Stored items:
+===+
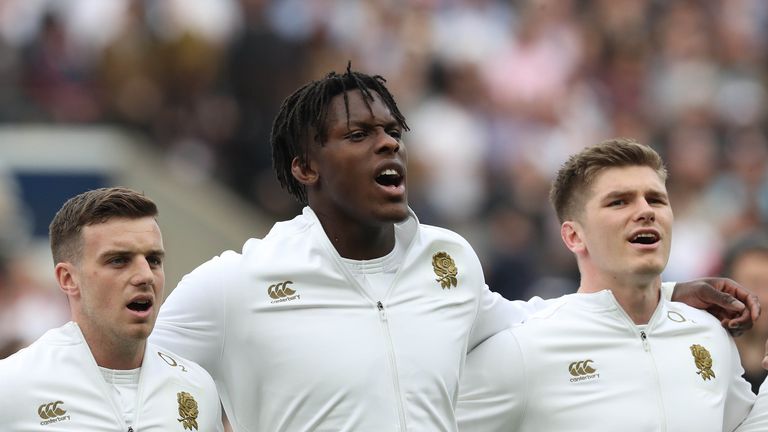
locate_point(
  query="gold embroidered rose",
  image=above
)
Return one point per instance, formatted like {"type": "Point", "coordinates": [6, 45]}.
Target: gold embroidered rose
+===+
* AIM OF THE EXERCISE *
Rewrite the records with "rose" swapped for "leaf" everywhere and nothing else changed. Leave the pictures out.

* RESULT FOR THIS EXERCISE *
locate_point(
  query="gold embroidered leaf",
  image=above
)
Return one point per instance, formatted like {"type": "Point", "coordinates": [6, 45]}.
Target: gold embroidered leaf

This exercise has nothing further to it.